§ Recorded information:
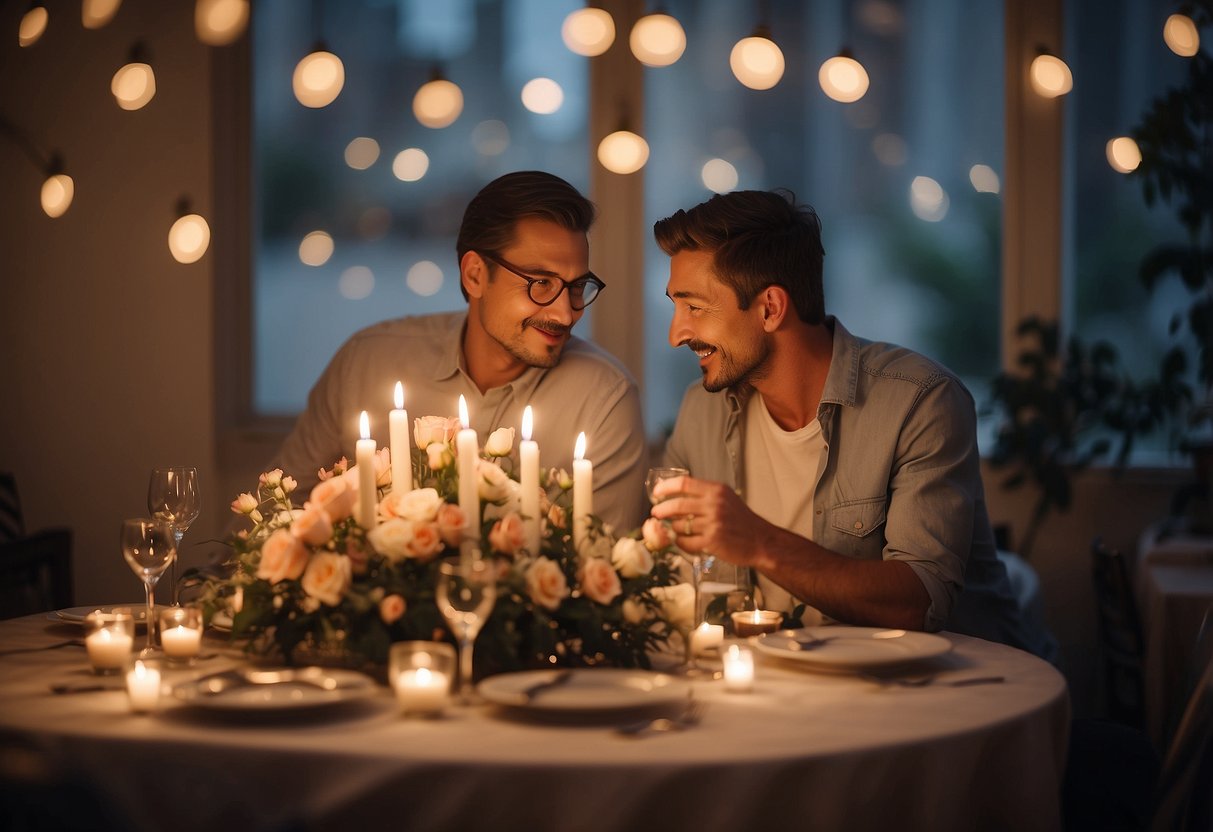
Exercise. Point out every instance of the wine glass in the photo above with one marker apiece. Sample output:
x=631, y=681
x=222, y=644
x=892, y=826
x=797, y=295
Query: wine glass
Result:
x=467, y=588
x=149, y=546
x=172, y=496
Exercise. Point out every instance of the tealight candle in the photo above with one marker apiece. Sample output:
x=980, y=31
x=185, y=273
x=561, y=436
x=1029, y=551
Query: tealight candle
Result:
x=706, y=638
x=756, y=622
x=739, y=668
x=143, y=685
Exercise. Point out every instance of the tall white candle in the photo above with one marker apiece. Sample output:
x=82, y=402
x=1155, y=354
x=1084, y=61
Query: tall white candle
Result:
x=582, y=493
x=398, y=437
x=528, y=455
x=467, y=450
x=364, y=456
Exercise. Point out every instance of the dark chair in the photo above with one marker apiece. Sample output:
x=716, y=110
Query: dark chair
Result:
x=35, y=570
x=1121, y=643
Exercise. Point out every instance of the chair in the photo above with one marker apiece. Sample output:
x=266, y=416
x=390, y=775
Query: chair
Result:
x=1121, y=643
x=35, y=570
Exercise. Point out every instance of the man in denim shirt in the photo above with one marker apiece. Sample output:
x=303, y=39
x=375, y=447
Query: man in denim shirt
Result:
x=843, y=472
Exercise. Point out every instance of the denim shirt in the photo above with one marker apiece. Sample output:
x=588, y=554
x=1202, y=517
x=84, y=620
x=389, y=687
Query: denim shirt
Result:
x=901, y=479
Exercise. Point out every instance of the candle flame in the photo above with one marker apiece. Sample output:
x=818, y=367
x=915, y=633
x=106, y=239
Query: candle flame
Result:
x=528, y=422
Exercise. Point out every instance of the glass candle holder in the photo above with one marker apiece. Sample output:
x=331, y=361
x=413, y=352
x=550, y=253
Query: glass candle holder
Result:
x=181, y=633
x=421, y=674
x=143, y=684
x=108, y=639
x=756, y=622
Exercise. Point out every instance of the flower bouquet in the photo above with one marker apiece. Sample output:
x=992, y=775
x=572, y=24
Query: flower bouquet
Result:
x=309, y=577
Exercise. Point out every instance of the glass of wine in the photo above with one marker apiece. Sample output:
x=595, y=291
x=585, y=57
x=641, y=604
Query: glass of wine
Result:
x=149, y=546
x=172, y=496
x=467, y=588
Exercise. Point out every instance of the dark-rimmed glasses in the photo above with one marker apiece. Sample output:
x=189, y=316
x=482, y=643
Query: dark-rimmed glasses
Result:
x=544, y=291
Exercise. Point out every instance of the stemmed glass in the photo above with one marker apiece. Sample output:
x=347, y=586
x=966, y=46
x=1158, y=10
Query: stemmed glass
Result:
x=149, y=546
x=467, y=588
x=172, y=496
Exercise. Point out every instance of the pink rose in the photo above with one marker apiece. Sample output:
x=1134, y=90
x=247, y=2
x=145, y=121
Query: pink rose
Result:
x=283, y=557
x=326, y=577
x=599, y=581
x=546, y=583
x=507, y=535
x=312, y=526
x=656, y=534
x=335, y=496
x=451, y=520
x=391, y=609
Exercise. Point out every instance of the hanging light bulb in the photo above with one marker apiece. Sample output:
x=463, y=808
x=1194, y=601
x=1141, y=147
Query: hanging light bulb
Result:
x=57, y=193
x=438, y=102
x=658, y=40
x=318, y=78
x=757, y=61
x=1123, y=154
x=1182, y=35
x=220, y=22
x=1051, y=75
x=96, y=13
x=588, y=32
x=622, y=152
x=843, y=78
x=189, y=237
x=33, y=24
x=134, y=84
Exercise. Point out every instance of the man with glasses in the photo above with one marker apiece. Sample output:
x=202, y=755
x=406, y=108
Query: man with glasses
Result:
x=524, y=271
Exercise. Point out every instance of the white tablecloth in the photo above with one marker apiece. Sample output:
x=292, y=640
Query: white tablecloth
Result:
x=810, y=750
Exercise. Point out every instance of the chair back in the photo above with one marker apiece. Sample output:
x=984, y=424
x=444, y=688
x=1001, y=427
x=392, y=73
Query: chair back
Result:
x=1121, y=643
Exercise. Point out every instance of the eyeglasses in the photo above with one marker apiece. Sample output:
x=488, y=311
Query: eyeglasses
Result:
x=544, y=291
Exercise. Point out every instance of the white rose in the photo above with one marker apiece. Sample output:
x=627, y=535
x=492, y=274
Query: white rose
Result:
x=546, y=583
x=631, y=558
x=500, y=442
x=326, y=577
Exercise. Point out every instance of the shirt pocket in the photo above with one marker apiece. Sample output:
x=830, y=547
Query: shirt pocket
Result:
x=859, y=518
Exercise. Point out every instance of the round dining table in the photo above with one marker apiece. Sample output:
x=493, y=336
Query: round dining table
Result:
x=917, y=748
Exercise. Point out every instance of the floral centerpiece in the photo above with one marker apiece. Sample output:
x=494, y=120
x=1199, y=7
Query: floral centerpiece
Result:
x=309, y=576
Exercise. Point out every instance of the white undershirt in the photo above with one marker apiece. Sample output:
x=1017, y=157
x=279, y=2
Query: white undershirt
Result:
x=781, y=473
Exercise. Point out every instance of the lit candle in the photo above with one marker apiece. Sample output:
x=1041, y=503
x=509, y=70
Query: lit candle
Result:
x=467, y=450
x=739, y=668
x=108, y=649
x=422, y=690
x=528, y=455
x=398, y=437
x=706, y=638
x=582, y=493
x=364, y=457
x=181, y=642
x=143, y=685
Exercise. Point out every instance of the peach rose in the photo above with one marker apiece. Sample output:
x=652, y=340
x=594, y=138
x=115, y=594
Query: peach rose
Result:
x=283, y=557
x=546, y=583
x=391, y=609
x=599, y=581
x=326, y=577
x=312, y=526
x=507, y=535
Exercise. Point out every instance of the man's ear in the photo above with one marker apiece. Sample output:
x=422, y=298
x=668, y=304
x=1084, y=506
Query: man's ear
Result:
x=775, y=305
x=473, y=273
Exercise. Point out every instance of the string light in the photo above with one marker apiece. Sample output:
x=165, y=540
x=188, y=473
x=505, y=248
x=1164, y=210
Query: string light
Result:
x=588, y=32
x=658, y=40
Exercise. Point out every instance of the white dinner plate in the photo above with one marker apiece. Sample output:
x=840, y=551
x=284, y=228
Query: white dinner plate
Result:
x=77, y=614
x=853, y=648
x=586, y=690
x=285, y=689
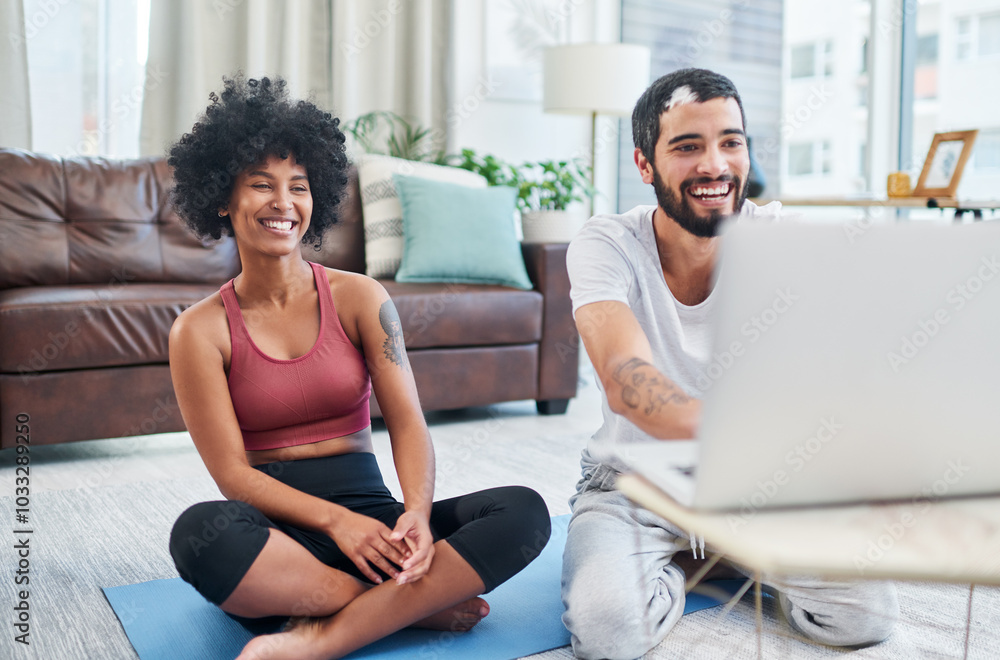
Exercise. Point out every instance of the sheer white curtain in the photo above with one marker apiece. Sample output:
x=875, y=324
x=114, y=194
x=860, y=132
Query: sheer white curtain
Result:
x=349, y=56
x=15, y=102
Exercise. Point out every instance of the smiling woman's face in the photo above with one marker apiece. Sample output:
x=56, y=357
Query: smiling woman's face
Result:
x=271, y=205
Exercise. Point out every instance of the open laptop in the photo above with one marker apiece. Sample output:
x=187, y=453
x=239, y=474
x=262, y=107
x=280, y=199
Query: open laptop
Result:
x=848, y=365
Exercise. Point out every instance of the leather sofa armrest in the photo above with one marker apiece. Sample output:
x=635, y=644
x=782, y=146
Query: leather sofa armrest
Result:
x=558, y=360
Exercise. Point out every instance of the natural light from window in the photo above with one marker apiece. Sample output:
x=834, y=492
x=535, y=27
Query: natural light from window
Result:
x=86, y=69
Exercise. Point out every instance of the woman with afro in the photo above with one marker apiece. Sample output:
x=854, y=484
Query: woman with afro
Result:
x=273, y=376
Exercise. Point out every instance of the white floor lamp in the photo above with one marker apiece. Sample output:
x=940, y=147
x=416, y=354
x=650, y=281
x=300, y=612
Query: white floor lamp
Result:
x=594, y=79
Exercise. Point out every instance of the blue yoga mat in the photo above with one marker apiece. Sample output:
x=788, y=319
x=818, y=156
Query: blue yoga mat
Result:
x=168, y=619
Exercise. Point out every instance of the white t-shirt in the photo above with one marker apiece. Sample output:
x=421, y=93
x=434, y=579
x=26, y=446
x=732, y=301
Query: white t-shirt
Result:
x=614, y=258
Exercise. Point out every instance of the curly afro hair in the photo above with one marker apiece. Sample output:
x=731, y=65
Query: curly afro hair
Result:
x=251, y=121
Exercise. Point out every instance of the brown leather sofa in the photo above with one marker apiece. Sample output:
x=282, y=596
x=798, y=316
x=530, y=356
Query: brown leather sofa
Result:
x=95, y=266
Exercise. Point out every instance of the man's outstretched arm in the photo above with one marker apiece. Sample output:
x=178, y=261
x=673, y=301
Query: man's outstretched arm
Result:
x=622, y=357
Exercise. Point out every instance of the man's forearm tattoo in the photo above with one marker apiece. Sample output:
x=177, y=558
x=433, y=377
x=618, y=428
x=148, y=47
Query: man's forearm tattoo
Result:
x=393, y=346
x=644, y=389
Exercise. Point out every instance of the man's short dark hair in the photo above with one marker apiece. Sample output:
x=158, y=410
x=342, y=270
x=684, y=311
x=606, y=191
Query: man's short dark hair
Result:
x=705, y=85
x=248, y=122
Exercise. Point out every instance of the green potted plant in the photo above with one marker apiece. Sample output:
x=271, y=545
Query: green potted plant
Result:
x=401, y=138
x=546, y=192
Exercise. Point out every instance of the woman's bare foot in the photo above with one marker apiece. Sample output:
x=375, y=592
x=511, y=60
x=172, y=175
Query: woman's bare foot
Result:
x=458, y=618
x=299, y=640
x=301, y=636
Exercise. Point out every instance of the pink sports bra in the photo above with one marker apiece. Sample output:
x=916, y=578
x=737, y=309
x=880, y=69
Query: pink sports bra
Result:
x=283, y=403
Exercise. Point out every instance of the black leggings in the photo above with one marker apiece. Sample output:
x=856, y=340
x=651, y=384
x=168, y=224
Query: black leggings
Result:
x=497, y=531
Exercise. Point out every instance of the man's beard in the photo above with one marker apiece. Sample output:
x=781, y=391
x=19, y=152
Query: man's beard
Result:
x=684, y=215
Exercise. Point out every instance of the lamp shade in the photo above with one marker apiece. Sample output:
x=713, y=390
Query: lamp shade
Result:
x=586, y=78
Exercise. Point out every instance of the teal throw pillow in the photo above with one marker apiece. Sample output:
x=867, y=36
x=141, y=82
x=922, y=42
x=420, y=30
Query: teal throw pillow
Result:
x=453, y=233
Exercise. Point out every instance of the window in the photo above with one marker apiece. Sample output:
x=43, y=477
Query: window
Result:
x=986, y=152
x=927, y=49
x=800, y=159
x=810, y=60
x=989, y=35
x=977, y=36
x=809, y=158
x=963, y=38
x=803, y=61
x=86, y=72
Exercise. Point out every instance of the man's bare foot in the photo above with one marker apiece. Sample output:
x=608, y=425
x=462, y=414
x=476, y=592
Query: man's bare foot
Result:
x=299, y=640
x=458, y=618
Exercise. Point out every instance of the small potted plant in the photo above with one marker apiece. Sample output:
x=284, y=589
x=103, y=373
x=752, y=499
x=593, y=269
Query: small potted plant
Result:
x=546, y=191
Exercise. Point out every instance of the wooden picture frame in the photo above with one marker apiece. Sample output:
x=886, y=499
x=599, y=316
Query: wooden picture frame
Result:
x=944, y=164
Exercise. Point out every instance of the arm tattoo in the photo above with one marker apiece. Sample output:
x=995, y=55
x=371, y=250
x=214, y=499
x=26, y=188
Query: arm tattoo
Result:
x=645, y=390
x=393, y=346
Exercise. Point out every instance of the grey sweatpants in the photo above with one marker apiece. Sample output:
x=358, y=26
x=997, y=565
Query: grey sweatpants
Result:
x=623, y=593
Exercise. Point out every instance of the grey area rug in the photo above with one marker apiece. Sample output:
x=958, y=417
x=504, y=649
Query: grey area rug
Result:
x=85, y=539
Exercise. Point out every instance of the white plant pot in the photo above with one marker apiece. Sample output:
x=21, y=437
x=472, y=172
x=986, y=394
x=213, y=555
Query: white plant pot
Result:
x=550, y=226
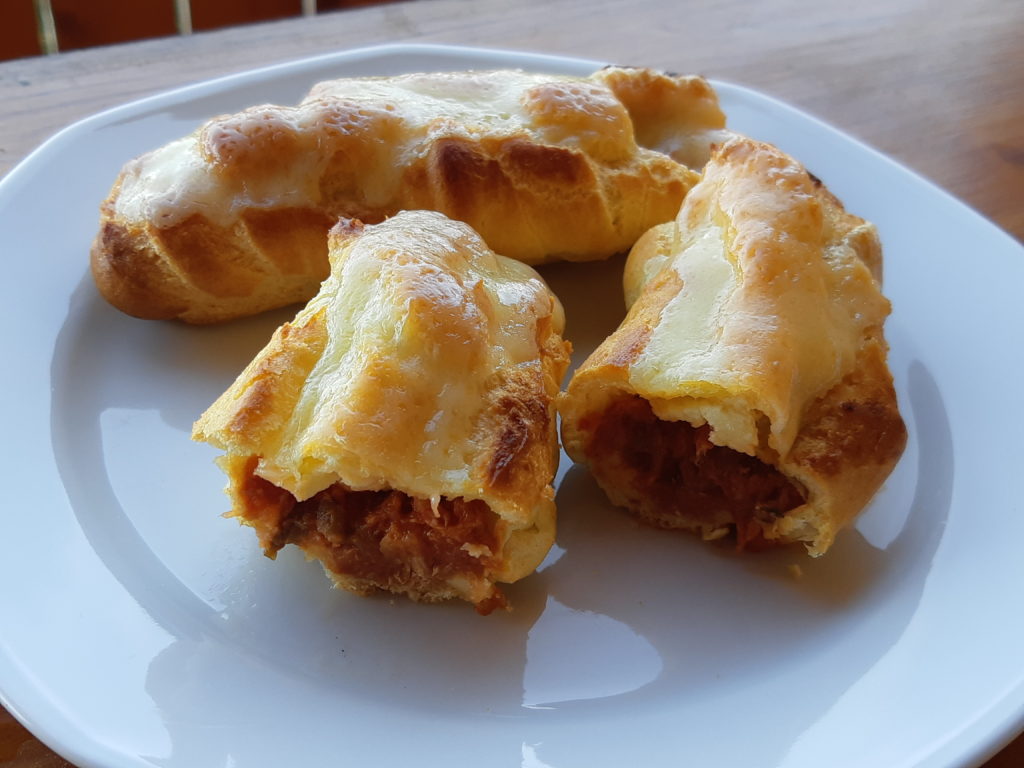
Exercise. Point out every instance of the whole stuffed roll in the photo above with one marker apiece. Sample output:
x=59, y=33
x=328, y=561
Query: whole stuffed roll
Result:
x=747, y=393
x=401, y=428
x=231, y=219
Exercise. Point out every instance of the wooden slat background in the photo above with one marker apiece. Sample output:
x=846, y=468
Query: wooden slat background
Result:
x=85, y=25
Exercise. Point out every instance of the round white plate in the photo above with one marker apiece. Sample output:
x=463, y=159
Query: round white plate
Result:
x=140, y=628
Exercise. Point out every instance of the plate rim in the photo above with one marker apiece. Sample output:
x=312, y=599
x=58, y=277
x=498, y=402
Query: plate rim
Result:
x=960, y=750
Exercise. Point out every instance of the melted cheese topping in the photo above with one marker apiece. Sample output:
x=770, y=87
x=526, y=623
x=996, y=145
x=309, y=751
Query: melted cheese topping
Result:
x=270, y=156
x=422, y=321
x=769, y=313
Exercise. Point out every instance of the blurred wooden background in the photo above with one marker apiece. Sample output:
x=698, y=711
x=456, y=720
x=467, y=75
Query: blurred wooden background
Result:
x=35, y=27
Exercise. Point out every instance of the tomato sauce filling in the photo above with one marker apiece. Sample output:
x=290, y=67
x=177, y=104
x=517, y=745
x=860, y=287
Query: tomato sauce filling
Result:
x=388, y=539
x=671, y=471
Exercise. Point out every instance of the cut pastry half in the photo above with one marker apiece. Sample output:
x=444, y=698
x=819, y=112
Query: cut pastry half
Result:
x=400, y=429
x=747, y=394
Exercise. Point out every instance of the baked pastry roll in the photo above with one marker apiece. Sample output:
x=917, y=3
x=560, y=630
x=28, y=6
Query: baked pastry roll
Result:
x=747, y=391
x=400, y=429
x=231, y=219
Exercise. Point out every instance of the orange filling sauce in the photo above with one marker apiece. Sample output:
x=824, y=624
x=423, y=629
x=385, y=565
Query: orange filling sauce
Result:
x=672, y=470
x=387, y=539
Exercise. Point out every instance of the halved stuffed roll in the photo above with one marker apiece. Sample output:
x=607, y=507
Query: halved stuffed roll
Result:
x=400, y=429
x=747, y=392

§ What to work on: Render the lines between the one containing "Exercise. Point out every instance of the arm" and the one containing "x=85, y=539", inclusive, as a numbered list with one entry per line. Leave out blank lines.

§ Complete response:
1. Exercise. Point out every instance of the arm tattoo in the photo above with one marker apiece. Sample output:
2. x=995, y=55
3. x=371, y=250
4. x=214, y=499
5. x=26, y=188
6. Query: arm tattoo
7. Result:
8. x=645, y=390
9. x=393, y=346
10. Exercise. Point out every instance of the grey sweatpants in the photo above with one marker apiece. Sample output:
11. x=358, y=26
12. x=997, y=565
13. Query: grey sweatpants
14. Result:
15. x=623, y=593
16. Exercise. Point out every instance of the grey area rug in the photo above with one marker apiece. Sample output:
17. x=958, y=417
18. x=504, y=649
19. Query: grey area rug
20. Result:
21. x=85, y=539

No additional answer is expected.